- Your goal
Find the line with "mark the man's short" in the records below. Copy it and every line after it, up to and including the line with "mark the man's hand | one pin per instance.".

- Given data
⁂

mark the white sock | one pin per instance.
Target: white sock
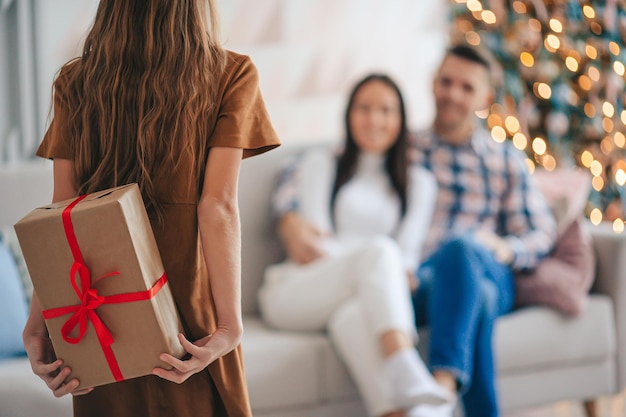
(410, 381)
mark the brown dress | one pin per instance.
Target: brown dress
(241, 122)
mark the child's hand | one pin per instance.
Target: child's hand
(203, 352)
(45, 365)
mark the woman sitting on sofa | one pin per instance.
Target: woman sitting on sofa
(373, 212)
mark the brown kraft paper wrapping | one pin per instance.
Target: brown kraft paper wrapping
(114, 236)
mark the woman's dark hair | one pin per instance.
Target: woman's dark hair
(396, 160)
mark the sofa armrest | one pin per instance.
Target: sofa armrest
(610, 251)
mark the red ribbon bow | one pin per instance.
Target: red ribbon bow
(90, 300)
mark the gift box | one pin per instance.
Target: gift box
(99, 278)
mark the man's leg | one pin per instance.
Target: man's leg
(462, 291)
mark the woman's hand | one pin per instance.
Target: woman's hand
(302, 241)
(43, 360)
(414, 281)
(203, 352)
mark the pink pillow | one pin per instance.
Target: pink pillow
(563, 279)
(566, 191)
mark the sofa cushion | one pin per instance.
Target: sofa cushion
(540, 338)
(286, 369)
(13, 306)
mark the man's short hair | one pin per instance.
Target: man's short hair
(471, 54)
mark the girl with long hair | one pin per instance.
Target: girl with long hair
(371, 211)
(154, 99)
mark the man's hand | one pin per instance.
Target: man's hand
(300, 239)
(498, 246)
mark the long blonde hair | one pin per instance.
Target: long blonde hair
(140, 96)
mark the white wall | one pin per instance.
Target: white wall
(308, 52)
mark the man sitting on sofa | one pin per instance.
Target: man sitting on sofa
(490, 221)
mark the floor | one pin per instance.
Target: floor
(607, 407)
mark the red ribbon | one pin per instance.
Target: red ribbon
(90, 300)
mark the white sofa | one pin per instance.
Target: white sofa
(542, 356)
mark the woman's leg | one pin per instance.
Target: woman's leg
(304, 297)
(358, 348)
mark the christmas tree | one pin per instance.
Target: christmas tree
(561, 89)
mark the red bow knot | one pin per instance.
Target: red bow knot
(83, 313)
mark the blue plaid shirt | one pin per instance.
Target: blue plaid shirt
(482, 185)
(486, 185)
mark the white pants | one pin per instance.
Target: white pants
(356, 296)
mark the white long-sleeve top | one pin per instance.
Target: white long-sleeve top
(366, 206)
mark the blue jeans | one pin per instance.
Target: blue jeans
(463, 289)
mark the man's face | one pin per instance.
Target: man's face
(461, 88)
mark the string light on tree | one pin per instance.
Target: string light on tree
(561, 88)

⁂

- Your response
mark the man's short hair | one pin per instance.
Target: man's short hair
(471, 54)
mark the girl with long hair | one pin per instance.
Target: girl with long hair
(371, 211)
(154, 99)
mark the man's hand | one pin per instance.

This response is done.